* START Data provided *

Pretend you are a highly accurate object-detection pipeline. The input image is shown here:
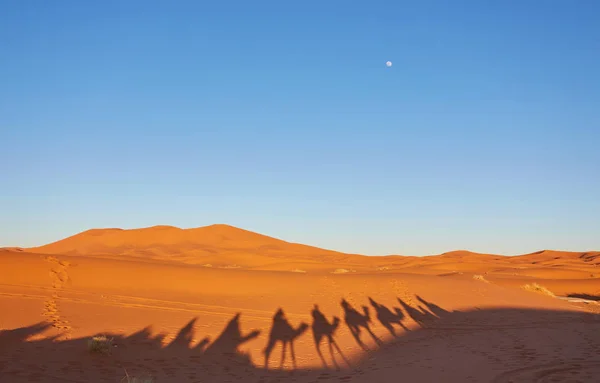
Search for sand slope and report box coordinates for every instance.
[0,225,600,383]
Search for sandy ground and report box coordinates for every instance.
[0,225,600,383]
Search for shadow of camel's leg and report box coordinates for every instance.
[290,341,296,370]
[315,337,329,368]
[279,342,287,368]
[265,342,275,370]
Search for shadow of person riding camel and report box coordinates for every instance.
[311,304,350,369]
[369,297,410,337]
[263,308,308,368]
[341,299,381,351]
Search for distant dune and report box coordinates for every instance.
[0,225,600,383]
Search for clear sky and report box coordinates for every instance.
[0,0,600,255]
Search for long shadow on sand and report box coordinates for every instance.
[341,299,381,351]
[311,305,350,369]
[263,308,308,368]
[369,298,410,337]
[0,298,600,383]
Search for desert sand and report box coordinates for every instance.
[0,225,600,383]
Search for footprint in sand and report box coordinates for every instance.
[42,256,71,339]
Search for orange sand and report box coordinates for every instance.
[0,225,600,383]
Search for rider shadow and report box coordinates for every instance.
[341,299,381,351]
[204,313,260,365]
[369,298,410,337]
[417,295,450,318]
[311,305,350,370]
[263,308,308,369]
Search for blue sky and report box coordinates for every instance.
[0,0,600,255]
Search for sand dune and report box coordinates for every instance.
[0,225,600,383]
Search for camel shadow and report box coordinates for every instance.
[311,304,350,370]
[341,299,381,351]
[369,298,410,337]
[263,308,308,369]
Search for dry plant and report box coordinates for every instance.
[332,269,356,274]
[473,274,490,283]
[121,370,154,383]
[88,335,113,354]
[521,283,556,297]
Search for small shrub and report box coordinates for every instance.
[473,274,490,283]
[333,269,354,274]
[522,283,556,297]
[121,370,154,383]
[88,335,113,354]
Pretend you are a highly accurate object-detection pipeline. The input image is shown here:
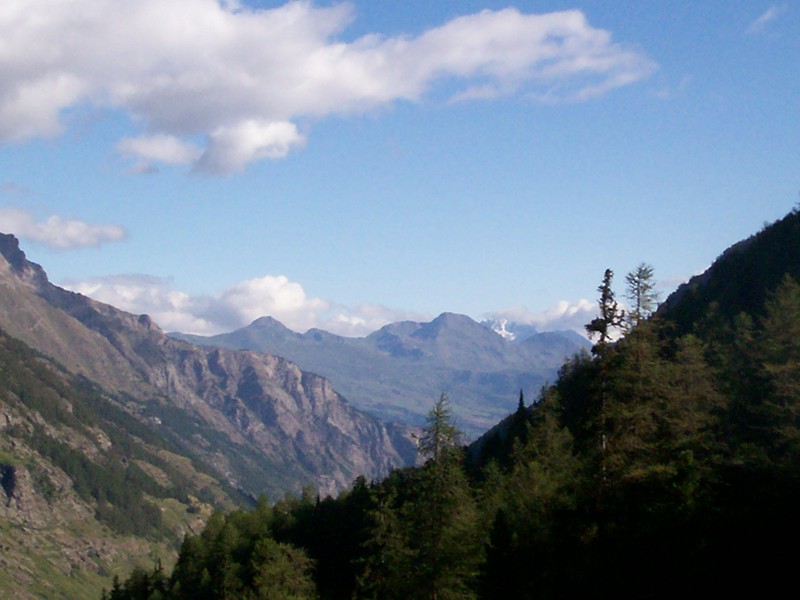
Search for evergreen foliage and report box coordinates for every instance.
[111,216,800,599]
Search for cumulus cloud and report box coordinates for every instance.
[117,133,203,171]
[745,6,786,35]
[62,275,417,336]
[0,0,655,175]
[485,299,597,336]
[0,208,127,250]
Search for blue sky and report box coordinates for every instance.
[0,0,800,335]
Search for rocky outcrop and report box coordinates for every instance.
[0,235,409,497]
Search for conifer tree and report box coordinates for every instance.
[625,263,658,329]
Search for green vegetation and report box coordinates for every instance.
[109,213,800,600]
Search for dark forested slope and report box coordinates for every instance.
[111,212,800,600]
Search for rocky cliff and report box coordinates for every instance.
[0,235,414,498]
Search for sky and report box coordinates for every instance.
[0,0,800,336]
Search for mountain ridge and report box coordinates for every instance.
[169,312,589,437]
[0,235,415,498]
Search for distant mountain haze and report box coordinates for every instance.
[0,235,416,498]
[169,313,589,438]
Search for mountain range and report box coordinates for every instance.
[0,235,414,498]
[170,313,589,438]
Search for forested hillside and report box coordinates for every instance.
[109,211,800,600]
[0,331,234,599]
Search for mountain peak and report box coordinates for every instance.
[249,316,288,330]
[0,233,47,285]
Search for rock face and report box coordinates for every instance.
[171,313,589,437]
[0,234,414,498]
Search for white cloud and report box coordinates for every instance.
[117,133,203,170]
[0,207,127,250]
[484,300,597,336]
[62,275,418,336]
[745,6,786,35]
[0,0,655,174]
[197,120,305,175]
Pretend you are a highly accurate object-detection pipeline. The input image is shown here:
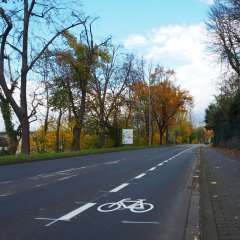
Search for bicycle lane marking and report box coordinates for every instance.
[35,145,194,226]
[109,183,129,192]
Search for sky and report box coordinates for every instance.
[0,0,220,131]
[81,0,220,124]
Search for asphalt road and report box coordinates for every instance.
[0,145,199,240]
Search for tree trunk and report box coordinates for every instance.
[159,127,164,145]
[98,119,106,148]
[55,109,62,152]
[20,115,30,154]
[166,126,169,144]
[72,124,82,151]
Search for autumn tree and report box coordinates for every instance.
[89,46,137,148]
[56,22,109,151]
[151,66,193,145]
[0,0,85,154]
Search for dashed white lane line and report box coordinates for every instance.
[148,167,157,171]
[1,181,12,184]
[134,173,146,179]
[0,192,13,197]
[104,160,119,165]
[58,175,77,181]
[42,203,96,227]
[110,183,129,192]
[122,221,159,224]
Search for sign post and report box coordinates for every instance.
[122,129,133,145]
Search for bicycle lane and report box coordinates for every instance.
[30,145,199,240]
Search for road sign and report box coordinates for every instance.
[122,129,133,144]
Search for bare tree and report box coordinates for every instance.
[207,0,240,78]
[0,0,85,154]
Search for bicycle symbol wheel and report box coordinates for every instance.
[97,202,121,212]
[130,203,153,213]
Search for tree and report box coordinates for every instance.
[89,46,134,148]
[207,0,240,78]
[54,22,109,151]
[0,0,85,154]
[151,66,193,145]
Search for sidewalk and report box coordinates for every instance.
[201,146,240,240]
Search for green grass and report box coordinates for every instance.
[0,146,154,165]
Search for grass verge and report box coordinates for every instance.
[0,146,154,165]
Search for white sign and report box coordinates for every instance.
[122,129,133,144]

* END Data provided *
* START Data provided *

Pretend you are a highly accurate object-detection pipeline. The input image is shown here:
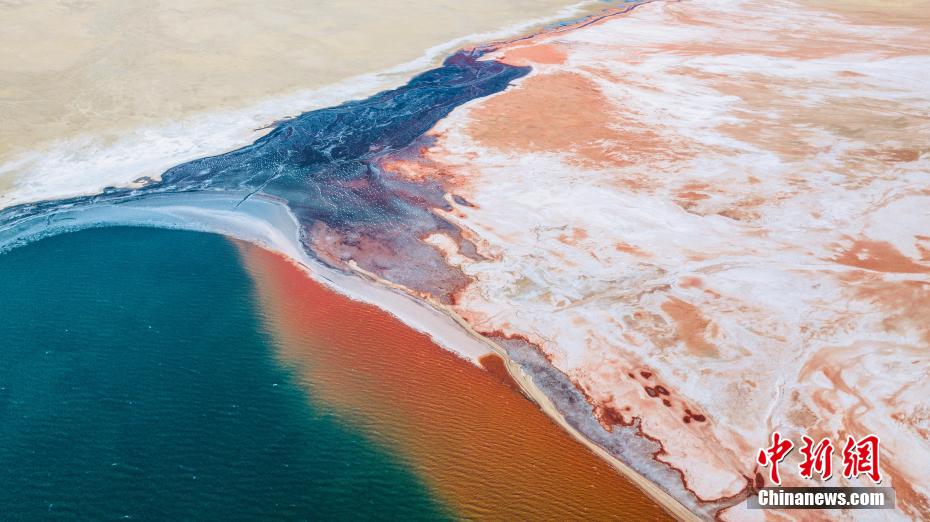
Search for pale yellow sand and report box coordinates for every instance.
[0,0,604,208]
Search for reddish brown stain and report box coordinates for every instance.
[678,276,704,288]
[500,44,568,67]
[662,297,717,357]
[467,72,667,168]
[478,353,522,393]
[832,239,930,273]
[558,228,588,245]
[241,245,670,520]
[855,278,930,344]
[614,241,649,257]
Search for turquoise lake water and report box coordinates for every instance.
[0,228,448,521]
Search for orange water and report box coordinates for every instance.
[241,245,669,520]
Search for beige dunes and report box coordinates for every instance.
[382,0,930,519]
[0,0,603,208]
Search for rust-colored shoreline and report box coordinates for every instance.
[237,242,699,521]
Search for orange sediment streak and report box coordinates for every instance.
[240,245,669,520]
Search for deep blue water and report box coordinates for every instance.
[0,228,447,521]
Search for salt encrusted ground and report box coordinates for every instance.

* END Data provided *
* START Data provided *

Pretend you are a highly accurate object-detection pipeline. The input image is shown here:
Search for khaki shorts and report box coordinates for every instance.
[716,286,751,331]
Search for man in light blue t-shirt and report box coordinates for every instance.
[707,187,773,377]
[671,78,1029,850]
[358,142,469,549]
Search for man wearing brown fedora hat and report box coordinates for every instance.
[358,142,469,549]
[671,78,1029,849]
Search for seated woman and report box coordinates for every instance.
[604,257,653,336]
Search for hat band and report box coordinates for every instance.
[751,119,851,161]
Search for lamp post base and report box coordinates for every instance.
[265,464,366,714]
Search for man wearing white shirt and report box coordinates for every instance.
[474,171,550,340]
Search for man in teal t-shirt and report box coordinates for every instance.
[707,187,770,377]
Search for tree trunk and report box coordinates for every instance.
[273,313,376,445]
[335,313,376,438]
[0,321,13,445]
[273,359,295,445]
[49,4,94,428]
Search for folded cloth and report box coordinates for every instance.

* END Data provided *

→ **Requirements**
Reproduce the entries from the line with "Search for mountain ridge" to the line with "[170,313,589,438]", requests included. Multiply every box coordinate in the answers by 2.4 and round each result to a whole number, rounding halves up.

→ **Exercise answer**
Search for mountain ridge and report box coordinates for every instance.
[406,749,1414,1049]
[0,564,996,1195]
Search for distant mountain haze and report box coordinates for every instance.
[0,564,998,1195]
[406,751,1414,1051]
Search for mountain range and report box coordinates for every instance.
[0,564,994,1195]
[408,751,1414,1051]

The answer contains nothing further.